1. Field of the Invention
The present invention relates to a color image forming apparatus and an image forming method, which can print a full-color image and a monochromatic image.
2. Description of the Related Art
In the prior-art, an electrophotographic full-color image is formed of four color toners comprising a black toner and three process color toners of cyan, magenta and yellow.
A color image forming apparatus is first described.
There is known a tandem-type color image forming apparatus wherein four-color image forming units (each comprising a photoconductor body, a charging device, an exposure device, a developing device and a transfer device) are arranged over a transfer medium (of direct type or indirect type) and a full-color image is formed by single passage of the transfer medium. There is also known a 4-rotation type color image forming apparatus wherein four-color developing devices and a single photoconductor body unit (comprising a photo-conductor body, a charging device, an exposure device and a transfer device) are provided and, in a case of forming a four-color image, a transfer medium (of direct type or indirect type) is rotated four times and four-color toner images are overlapped, thereby forming a full-color image. In short, color image forming apparatuses fall into two categories: tandem type and 4-rotation type.
In the case of the tandem type, a full-color image is formed by single passage of the transfer medium. On the other hand, in the case of the 4-rotation type, an approximately four times longer time is needed for image formation. The tandem type is more advantageous for high-speed full-color image formation.
A full-color (chromatic) toner, however, requires more transparency than a monochromatic (achromatic) toner in order to increase a color reproduction range. In order to obtain desired transparency, the full-color toner requires a more quantity of heat for fixation than the monochromatic toner. Hence, it is difficult to increase the printing speed of the full-color image forming apparatus up to a level of a dedicated monochromatic image forming apparatus.
When a monochromatic single-color image is to be formed, it is desirable to stop the operations of non-used color image forming units in order to prevent degradation of replaceable parts or consumable parts. Although this is possible in the structure of the tandem type, the mechanism becomes complex and there is difficulty.
On the other hand, in the 4-rotation type, the speed for forming a full-color image is low, but it should suffice if only necessary color developing units are put in contact with the photoconductor body. Thus, when a monochromatic single-color image is formed by the 4-rotation type, a printing speed that is substantially equal to that of the tandem type can be obtained, and the non-used color developing units may be stopped. Thus, no special mechanism for preventing degradation is needed. Furthermore, since only one photoconductor unit is used, the size of the apparatus can be made smaller than in the tandem type.
As has been described above, the tandem type and 4-rotation type have advantages and disadvantages. It is difficult to meet all the requirements for the color image formation speed, prevention of degradation in consumable parts, and simple structure.
***
● WORK TO DO
Copy the stretch of the color image forming text from "1. Field of" through "magenta and yellow.", substituting "xerographic" for "electrophotographic".
***
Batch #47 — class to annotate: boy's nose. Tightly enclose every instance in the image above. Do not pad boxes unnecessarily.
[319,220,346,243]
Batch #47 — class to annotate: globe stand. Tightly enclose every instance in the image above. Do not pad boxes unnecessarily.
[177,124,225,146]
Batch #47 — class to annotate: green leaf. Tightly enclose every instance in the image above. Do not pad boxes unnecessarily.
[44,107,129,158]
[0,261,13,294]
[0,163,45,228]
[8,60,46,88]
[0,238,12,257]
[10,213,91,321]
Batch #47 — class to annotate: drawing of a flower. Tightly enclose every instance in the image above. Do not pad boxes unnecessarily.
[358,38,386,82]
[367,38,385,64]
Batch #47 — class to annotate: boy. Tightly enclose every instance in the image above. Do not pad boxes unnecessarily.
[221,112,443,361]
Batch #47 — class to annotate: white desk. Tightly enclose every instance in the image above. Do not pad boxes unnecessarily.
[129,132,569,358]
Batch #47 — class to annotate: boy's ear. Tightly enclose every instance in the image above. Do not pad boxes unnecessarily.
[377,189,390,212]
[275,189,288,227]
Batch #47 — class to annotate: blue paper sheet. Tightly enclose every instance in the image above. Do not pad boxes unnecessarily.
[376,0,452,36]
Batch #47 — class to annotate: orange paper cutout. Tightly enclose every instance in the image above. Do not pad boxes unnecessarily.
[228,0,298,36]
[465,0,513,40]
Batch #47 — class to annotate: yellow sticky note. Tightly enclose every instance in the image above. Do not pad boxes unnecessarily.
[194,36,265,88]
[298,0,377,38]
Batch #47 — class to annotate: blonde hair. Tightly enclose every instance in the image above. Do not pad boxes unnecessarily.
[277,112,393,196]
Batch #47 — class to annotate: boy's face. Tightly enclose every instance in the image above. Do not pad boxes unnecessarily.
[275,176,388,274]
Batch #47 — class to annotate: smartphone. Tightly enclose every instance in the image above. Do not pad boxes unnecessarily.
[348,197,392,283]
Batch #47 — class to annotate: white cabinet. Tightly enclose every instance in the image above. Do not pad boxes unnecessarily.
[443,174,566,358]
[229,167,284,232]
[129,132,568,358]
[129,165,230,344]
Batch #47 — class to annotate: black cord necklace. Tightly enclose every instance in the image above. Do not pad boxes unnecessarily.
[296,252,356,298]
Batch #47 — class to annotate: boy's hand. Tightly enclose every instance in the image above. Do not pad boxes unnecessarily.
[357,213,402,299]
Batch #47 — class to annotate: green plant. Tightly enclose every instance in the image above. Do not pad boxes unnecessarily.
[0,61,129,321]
***
● RESPONSE
1. Field of the Invention
The present invention relates to a color image forming apparatus and an image forming method, which can print a full-color image and a monochromatic image.
2. Description of the Related Art
In the prior-art, an xerographic full-color image is formed of four color toners comprising a black toner and three process color toners of cyan, magenta and yellow.